SET EXERCISE: Any pictures in the records below should be skipped; write out everything else exactly.

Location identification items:

----------------------------------------

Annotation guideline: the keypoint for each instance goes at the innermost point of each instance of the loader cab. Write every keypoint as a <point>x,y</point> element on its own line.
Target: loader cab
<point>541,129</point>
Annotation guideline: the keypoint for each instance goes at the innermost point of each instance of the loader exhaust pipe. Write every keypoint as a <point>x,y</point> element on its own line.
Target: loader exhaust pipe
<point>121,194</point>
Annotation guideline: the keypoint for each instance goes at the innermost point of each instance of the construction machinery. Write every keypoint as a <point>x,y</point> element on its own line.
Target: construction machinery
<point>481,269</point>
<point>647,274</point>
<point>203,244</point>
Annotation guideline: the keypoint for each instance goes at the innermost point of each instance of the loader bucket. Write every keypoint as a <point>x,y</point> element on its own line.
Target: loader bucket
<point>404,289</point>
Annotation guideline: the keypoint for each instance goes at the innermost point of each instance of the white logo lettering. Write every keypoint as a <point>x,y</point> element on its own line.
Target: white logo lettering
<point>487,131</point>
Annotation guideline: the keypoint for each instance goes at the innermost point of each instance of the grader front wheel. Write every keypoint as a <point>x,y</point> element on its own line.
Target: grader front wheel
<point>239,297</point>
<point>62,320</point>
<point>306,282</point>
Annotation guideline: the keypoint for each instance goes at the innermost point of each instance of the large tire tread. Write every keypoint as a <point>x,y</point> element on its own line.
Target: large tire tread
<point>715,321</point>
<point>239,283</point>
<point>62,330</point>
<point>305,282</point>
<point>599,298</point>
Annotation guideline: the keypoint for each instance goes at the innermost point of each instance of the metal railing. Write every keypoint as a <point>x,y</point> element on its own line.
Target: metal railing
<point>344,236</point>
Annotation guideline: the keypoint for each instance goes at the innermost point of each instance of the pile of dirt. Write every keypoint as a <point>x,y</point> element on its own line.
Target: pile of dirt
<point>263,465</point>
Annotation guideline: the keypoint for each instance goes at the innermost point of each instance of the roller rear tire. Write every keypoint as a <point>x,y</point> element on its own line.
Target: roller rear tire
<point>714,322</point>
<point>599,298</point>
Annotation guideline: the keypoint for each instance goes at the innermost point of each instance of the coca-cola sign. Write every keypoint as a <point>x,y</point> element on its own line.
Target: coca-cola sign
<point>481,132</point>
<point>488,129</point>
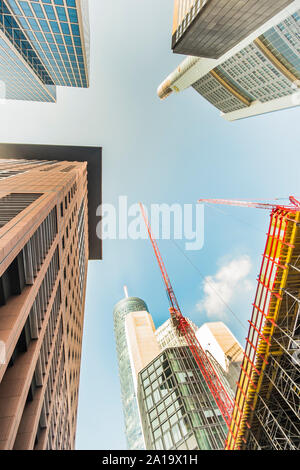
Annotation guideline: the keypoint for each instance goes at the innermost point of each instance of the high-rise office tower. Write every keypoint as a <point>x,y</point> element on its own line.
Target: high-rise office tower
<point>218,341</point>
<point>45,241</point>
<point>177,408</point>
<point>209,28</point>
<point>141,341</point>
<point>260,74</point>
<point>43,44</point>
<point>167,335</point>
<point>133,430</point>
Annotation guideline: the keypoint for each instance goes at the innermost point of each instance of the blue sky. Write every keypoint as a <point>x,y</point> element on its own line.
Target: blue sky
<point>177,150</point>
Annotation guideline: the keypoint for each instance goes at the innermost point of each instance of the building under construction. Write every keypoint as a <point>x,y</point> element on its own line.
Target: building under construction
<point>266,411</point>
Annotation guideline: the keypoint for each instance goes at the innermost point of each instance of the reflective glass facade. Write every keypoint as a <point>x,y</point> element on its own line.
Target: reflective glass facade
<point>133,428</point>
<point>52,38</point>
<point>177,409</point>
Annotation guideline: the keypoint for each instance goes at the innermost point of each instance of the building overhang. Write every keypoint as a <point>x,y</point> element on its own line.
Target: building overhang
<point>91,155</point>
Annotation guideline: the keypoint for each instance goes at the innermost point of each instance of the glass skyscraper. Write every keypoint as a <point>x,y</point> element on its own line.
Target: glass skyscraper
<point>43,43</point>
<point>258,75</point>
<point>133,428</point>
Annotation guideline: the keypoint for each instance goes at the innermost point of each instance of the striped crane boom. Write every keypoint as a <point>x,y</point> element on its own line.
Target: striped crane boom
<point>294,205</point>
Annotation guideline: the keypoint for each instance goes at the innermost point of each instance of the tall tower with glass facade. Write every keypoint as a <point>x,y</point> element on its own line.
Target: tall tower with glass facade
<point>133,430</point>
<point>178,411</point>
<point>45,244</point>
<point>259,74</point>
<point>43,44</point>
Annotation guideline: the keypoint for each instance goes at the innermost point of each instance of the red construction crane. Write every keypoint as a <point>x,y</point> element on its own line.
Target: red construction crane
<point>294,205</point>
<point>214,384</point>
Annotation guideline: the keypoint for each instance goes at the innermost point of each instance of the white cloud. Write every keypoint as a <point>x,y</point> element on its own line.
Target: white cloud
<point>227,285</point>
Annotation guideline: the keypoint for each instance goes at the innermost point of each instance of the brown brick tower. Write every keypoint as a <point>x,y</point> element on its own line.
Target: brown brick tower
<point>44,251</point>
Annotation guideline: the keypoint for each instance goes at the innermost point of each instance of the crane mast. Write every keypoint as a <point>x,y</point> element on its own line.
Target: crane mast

----------------------------------------

OUTPUT:
Annotation guideline: the keypoint for each instance goes at the innermost point of each instance of the loader cab. Write every keypoint as a <point>x,y</point> element on its own line.
Target: loader cab
<point>541,129</point>
Annotation guideline: the keypoint for each instance goes at the innermost point of each instance of the loader exhaust pipe. Write every keypoint as a <point>x,y</point> element on its own line.
Target: loader exhaust pipe
<point>121,194</point>
Annotation guideline: the keypoint for each instance goes at the innermost point of each instance of the construction machinery. Write every keypoint as a <point>x,y</point> element on its own line.
Target: construction machinery
<point>481,269</point>
<point>647,274</point>
<point>203,244</point>
Annotation guideline: the keypoint for each instance goes at the innermost point of each instance of the loader bucket. Write every keypoint as a <point>x,y</point> element on its own line.
Target: loader bucket
<point>404,289</point>
Annotation guideline: the keypoint for each instance goes at the innermost point of each instance of the white logo lettering. Write every keypoint as a <point>x,y</point> element on its own line.
Target: white logo lettering
<point>487,131</point>
Annotation guideline: the keypoint for each instance goes at the innermost point of each instance of the grader front wheel. Write every keypoint as a <point>x,y</point> element on its own line.
Target: grader front wheel
<point>239,297</point>
<point>62,320</point>
<point>306,282</point>
Annotation guideline: the keypoint for each instance goes at the innermost point of each instance of the large tire tread. Write every keypoint as a <point>x,y</point> element on its own line.
Target: large tire tread
<point>715,321</point>
<point>239,283</point>
<point>62,330</point>
<point>305,282</point>
<point>599,298</point>
Annotation guideline: the keypoint for each instance goes at the innermost point of each instance of the metal railing. Write every keypoint as a <point>x,y</point> element on its own line.
Target: metal railing
<point>344,236</point>
Annotation guideline: the keypoint for each instance goes at the innermost point of each instance of the pile of dirt. Write every keypoint as a <point>x,y</point> element on its own line.
Target: pile of dirt
<point>263,465</point>
Annotation guideline: the keypoint for each instance goes at the innermost point of each instance of the roller rear tire. Write every keypoint as a <point>x,y</point> element on its own line.
Target: roller rear tire
<point>714,322</point>
<point>599,298</point>
Annotation guideline: the keypoint for each instance goes at the innermost point of each instance of the coca-cola sign. Write every keypoint as a <point>x,y</point> element on its own line.
Target: coca-cola sign
<point>481,132</point>
<point>488,129</point>
Annotation guideline: the keypoint for each instance goes at the innermost point of each instance of the high-rise office tower. Write every keypoint as a <point>x,y</point> element on its own line.
Target: high-rise office tower
<point>218,341</point>
<point>45,241</point>
<point>177,408</point>
<point>209,28</point>
<point>141,341</point>
<point>260,74</point>
<point>43,44</point>
<point>167,335</point>
<point>133,430</point>
Annotation guideline: the keypoint for each instance goes at the innermost point of each instance of the blue sky. Write every keypoint as a <point>x,y</point> element on its own line.
Target: blue sky
<point>177,150</point>
Annotation guideline: the keypoint for each instance goes at the innermost point of each instance of the building under construction. Write every keypoint as a <point>x,y</point> element on its own line.
Target: building under construction
<point>266,411</point>
Annotation guideline: the keypoint for each instance goes at the innermost point of each instance of the reflective glass facade. Write every keypoint as a <point>x,y</point> element on its own line.
Target: reflective glass facade
<point>133,428</point>
<point>52,38</point>
<point>177,409</point>
Annotation guideline: the keypoint for each instance goes at the innermost point of each instance of the building overhang. Write every keypoint as a <point>x,y</point> element on its own line.
Target: building overhang
<point>91,155</point>
Annotation guideline: the keypoint for each instance goes at the innermost point of each instance of the glass skyscraper. Write every keypoint as a <point>x,y</point> element on its own line.
Target: glass skyscraper
<point>43,43</point>
<point>258,75</point>
<point>133,428</point>
Annotation guideline: the keypoint for each instance goes at the innermost point of each instance of the striped crane boom. Write every keypoint as a <point>x,y</point> element on its own line.
Target: striped crane boom
<point>294,205</point>
Annotation guideline: the keypoint for each instance goes at the innermost point of each instance of the tall tower with glass facade. Write every keypoint as a <point>x,y</point> element on its own line.
Target: tall tower with glass facade
<point>133,430</point>
<point>178,411</point>
<point>45,244</point>
<point>259,74</point>
<point>43,44</point>
Annotation guideline: the keypoint for each instance goes at the innermost point of each instance of the red construction crane. Write every keypoint as a <point>x,y</point> element on its own line.
Target: red construction crane
<point>294,205</point>
<point>214,384</point>
Annotation guideline: the keypoint for each instance goes at the innermost point of each instance of the white cloud. Write every keypoint as a <point>x,y</point> element on its own line.
Target: white cloud
<point>227,285</point>
Annotation guideline: the keypoint for each instance goes at the innermost point of each instance of the brown brick tower. Write every keypoint as a <point>x,y</point> element on its own line.
Target: brown brick tower
<point>44,251</point>
Annotation guideline: the keypoint for each instance goes at the innermost point of each instance of the crane mast. Write every keypoint as a <point>x,y</point> element on its own line.
Target: crane mast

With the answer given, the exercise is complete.